● **Exercise details**
Go through the entries below and copy every line that holds the word "shirt".

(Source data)

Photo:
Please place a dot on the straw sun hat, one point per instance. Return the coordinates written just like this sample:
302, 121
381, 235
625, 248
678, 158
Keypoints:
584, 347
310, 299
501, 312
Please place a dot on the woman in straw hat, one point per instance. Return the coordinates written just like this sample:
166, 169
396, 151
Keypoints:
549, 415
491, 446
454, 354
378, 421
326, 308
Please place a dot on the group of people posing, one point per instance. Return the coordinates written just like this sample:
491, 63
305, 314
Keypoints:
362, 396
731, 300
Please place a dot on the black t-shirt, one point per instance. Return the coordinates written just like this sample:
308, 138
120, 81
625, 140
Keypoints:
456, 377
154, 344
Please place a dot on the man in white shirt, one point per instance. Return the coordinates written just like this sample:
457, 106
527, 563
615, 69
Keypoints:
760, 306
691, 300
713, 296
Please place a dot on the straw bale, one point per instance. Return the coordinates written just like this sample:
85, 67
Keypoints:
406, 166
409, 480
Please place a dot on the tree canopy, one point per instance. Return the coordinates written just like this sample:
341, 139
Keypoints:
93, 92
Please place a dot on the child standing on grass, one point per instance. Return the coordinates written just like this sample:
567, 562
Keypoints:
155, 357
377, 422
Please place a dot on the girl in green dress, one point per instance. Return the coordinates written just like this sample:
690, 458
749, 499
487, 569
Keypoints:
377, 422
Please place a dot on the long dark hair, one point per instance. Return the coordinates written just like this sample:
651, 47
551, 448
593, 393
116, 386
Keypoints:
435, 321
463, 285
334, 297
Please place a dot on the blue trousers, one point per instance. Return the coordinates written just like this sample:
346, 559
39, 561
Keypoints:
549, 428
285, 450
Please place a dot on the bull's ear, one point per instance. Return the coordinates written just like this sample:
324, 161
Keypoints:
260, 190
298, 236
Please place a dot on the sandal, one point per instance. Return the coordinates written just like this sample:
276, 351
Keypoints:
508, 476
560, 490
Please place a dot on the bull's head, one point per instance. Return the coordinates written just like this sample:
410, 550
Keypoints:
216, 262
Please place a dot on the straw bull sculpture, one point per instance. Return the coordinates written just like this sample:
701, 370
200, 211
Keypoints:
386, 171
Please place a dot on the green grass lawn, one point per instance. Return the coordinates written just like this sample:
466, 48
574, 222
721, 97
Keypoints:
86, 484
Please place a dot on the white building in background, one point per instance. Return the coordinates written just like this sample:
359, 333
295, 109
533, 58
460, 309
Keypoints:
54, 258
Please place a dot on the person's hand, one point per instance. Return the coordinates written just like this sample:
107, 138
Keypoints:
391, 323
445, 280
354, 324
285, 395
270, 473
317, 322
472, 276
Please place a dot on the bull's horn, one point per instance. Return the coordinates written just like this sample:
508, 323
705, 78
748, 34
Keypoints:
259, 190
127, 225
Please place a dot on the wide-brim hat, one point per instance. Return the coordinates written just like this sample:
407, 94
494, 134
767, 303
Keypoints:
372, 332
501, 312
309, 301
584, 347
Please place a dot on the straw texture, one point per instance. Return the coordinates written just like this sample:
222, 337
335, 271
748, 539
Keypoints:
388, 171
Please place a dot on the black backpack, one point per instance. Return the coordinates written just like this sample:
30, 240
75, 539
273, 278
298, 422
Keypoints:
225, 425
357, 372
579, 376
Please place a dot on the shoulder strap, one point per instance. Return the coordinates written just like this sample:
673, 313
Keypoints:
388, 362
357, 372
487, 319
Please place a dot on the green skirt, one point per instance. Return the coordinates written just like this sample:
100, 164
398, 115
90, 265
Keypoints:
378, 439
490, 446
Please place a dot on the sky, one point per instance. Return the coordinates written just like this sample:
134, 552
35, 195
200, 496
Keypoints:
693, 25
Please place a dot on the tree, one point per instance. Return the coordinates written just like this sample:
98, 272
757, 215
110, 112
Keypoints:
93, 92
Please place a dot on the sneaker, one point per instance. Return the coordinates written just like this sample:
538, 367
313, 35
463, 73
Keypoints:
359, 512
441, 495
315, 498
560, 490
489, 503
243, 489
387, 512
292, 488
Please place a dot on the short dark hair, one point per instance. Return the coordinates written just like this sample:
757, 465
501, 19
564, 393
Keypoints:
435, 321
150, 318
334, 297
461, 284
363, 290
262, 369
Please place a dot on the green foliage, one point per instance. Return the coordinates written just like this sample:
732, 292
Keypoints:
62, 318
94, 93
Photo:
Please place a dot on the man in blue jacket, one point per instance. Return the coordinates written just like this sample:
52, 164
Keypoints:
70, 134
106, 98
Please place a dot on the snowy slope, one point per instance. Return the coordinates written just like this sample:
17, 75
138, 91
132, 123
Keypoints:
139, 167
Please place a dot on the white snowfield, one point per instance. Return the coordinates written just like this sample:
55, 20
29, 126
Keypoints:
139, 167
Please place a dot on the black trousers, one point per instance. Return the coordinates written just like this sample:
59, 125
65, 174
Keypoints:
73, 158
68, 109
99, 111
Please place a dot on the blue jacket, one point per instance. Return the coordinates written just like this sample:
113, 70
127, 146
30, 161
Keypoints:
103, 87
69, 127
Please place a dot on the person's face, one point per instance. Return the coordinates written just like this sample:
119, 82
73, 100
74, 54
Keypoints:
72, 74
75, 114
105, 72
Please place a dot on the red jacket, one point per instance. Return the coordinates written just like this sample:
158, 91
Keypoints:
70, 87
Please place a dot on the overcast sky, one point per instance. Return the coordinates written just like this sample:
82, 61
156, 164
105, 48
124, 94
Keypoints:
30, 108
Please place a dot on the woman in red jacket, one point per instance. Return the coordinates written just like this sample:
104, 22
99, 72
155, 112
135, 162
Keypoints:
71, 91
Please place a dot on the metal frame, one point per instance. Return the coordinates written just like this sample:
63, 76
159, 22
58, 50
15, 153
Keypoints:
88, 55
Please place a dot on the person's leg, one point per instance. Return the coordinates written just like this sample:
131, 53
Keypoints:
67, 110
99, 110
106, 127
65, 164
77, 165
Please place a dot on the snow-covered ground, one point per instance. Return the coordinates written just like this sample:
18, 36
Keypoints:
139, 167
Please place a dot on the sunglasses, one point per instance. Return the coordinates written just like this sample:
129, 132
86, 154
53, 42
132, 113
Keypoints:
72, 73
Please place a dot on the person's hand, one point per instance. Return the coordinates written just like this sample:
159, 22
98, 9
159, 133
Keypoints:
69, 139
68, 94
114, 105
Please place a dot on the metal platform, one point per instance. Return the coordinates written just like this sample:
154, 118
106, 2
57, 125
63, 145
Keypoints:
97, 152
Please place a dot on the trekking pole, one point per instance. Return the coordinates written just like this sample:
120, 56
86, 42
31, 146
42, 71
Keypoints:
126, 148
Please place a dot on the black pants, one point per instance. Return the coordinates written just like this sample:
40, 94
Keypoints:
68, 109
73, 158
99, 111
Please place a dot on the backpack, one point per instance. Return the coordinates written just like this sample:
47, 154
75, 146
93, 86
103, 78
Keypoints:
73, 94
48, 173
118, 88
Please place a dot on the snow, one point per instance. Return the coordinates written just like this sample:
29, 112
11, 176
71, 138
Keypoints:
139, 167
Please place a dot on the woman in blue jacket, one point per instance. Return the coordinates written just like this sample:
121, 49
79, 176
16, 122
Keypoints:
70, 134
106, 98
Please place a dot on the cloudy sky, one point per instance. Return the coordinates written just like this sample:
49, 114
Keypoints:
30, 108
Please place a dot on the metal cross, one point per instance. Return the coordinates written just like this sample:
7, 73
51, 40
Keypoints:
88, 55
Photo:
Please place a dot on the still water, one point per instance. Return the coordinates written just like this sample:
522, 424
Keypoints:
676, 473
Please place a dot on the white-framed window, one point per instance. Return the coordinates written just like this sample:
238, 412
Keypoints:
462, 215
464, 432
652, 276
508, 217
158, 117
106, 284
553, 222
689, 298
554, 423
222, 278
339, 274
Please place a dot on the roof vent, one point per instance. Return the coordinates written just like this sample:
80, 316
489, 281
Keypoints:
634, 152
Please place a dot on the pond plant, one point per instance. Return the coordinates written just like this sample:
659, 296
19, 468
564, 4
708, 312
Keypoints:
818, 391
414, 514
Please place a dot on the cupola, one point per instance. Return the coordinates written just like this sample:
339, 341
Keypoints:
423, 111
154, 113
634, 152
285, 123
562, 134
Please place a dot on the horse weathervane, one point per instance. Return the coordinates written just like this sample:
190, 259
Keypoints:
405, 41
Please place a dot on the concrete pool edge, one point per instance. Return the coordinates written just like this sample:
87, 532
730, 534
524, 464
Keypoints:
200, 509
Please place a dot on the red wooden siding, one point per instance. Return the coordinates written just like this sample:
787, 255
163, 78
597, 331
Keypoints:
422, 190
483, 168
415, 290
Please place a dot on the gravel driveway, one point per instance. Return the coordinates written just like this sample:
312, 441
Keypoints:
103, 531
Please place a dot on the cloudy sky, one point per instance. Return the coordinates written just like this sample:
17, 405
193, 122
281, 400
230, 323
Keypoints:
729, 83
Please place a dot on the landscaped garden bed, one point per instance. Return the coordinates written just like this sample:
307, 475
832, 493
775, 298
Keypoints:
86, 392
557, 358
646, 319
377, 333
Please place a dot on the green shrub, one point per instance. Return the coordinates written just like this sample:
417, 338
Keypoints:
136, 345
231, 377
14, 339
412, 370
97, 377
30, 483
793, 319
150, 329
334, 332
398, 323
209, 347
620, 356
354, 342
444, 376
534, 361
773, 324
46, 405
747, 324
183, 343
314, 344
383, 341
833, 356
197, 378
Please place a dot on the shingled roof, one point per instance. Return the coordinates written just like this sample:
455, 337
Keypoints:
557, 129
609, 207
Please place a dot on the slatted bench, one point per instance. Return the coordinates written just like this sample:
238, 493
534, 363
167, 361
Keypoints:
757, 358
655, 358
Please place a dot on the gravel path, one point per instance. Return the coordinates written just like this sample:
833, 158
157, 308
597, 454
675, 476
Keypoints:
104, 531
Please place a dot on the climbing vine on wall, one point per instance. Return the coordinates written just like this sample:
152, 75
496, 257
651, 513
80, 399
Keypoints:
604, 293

● **Answer to this exercise**
Please place a dot on the black t-shirt, one point per instance. Return the coordinates written just like this sample:
Please place a dot on the man in white shirt, one point per instance. Return the coordinates written just like this sample:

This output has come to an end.